- Task instructions -
Please list every person named in the synchronized swimming text, giving each one once in full.

- Text section -
[Begin]
A nose clip is the antithesis of beauty. As a kid, if I were splashing in a swimming pool and saw another child wearing a nose clip, I always wondered, "Why?" I seemed to be able to swim underwater just fine without water shooting up my nose and drowning me. Besides, the way the nose clip clenches your nostrils shut looks painful. Not only does it distort your face into an odd shape, it distorts the voice: a nose-clip wearer sounds funny and nasal. We're talking serious nerd-ville here.

"She needs a nose clip," Kim Min-joo repeated to Ryou Mun-hee in a husky, funny and nasal voice.

Ms. Kim, 19, was helping Ms. Ryou with my first synchronized swimming lesson. I was floating on my back in a swimming pool, trying a basic move called "the scull." If it sounds like some kind of medieval torture, that's because it was. My hands ached from clenching my fingers shut while arching the tips backwards. My arms burned from wiggling back and forth. My lungs hurt from all the water I was snorting. I was working hard but going nowhere fast. Enough.

I surrendered; it was time for the nose clip.

Ms. Kim, an Ehwa Womans University synchronized swimmer, offered me hers. A used nose clip. Great. Fortunately, the instructor, Ms. Ryou, had an extra one. She leaned over from the edge of the pool and handed it to me. I pinched my nostrils shut and slid the clip into place.



Ms. Ryou was one of Korea's first competitive synchronized swimmers. When I first called her about lessons, all she asked was, "How well can you swim?"

"I'm not a strong swimmer," I replied, a la Martin Short in that classic Saturday Night Live bit from 1984.
[End]
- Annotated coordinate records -
[Begin]
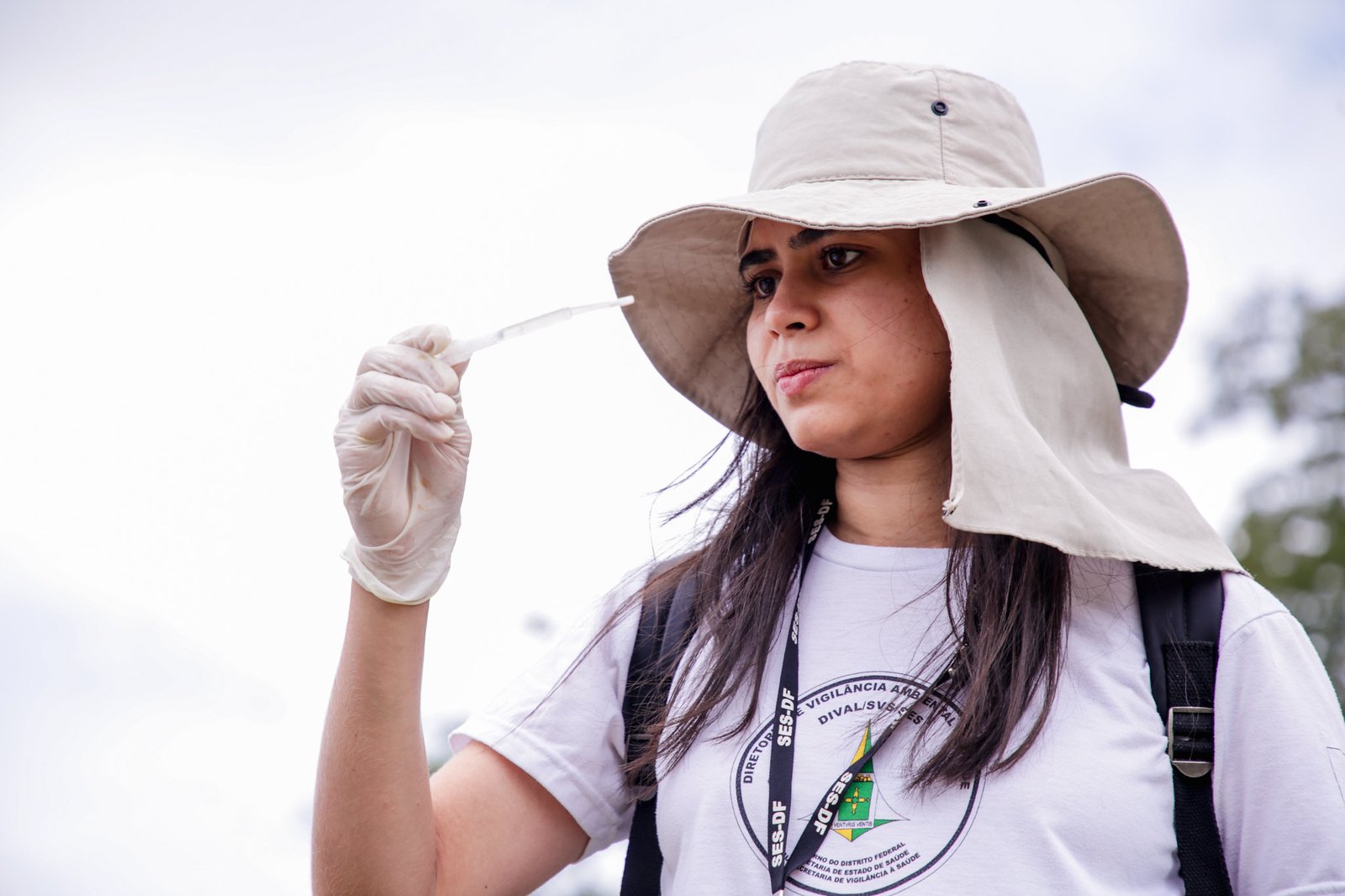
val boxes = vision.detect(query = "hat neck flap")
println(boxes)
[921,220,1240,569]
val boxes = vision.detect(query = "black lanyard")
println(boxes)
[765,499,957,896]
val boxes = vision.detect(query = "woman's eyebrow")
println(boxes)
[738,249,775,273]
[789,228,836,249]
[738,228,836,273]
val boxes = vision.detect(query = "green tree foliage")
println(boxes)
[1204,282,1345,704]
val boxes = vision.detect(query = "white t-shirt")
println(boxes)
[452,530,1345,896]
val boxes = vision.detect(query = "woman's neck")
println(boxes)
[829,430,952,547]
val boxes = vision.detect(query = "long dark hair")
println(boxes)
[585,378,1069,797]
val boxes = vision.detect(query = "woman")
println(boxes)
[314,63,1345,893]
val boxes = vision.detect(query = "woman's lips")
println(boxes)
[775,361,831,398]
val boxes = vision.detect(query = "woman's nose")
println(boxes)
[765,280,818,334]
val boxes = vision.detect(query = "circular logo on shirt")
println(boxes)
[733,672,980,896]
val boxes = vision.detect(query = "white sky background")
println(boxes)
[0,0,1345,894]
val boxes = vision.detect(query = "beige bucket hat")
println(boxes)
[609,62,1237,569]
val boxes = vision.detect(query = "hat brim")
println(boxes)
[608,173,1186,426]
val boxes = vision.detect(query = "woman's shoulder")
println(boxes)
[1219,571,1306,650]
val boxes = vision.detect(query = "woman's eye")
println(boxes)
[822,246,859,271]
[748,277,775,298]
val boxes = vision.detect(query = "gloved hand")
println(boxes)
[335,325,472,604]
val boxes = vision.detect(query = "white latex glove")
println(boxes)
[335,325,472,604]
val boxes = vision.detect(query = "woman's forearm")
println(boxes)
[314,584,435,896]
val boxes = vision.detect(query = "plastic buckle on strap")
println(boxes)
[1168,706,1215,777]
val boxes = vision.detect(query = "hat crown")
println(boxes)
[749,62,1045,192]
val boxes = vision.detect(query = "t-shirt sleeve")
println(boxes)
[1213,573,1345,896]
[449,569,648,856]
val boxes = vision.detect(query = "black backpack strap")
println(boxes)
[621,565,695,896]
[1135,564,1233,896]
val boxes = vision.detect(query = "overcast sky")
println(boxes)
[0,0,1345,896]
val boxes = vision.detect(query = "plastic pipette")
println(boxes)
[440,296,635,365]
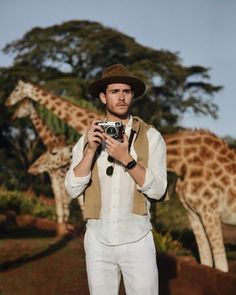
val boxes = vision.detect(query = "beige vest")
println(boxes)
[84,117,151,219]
[End]
[Begin]
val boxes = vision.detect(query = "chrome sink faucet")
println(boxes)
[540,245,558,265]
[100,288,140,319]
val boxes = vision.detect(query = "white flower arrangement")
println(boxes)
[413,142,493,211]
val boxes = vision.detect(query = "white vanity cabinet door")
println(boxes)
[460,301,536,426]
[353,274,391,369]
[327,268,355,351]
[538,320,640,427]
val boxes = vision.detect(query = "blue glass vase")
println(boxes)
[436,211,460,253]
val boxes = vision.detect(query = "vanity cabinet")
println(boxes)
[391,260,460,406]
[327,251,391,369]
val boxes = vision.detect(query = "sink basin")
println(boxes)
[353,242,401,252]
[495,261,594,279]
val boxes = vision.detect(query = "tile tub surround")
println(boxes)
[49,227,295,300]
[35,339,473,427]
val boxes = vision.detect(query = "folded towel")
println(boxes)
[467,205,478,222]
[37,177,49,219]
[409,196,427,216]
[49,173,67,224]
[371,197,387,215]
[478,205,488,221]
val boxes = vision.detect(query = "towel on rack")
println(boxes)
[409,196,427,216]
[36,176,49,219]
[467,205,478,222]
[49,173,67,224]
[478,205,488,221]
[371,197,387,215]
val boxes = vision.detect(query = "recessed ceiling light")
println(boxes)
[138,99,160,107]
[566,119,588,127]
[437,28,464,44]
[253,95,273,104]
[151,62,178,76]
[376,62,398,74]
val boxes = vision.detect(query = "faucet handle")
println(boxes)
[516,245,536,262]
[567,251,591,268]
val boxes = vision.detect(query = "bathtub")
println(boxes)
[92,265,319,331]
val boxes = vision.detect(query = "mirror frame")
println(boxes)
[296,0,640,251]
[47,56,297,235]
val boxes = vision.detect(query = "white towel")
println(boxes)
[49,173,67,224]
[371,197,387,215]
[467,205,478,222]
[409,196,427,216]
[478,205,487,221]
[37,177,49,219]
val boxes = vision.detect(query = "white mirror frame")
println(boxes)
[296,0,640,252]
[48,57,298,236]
[End]
[Begin]
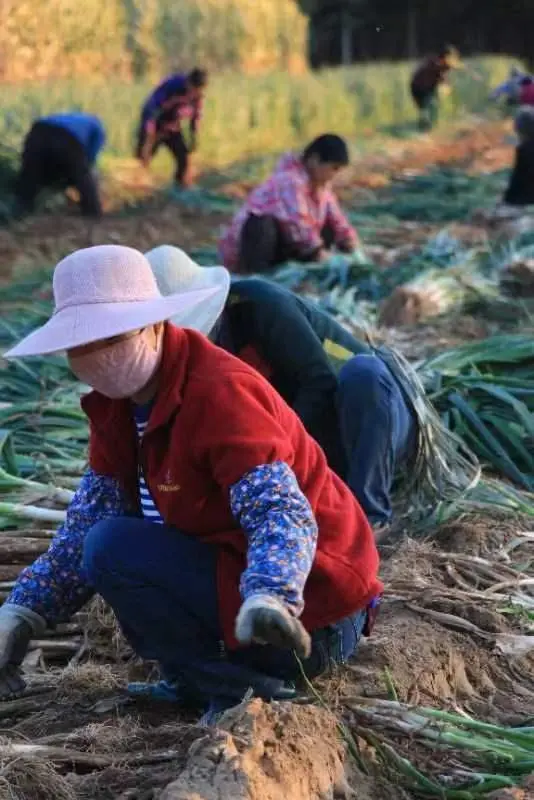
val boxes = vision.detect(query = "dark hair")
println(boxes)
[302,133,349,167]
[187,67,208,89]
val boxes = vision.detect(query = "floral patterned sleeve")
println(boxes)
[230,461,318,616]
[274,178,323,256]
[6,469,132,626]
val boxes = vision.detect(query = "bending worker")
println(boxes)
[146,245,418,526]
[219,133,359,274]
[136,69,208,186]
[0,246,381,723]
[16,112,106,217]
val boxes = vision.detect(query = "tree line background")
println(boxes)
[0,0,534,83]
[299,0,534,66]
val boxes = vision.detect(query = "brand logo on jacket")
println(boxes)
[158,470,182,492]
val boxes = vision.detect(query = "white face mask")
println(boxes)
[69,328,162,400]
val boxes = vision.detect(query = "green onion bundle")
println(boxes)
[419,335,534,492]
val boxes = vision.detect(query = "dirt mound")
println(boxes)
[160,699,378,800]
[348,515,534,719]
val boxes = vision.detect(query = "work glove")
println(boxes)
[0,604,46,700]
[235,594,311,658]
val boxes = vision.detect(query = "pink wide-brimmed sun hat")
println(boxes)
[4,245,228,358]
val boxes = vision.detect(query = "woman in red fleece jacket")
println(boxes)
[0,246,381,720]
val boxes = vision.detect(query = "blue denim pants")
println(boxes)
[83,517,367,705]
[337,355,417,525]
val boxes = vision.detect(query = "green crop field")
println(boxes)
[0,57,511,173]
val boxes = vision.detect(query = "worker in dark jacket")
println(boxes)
[End]
- Worked solution -
Kim Min-joo, Ryou Mun-hee, Martin Short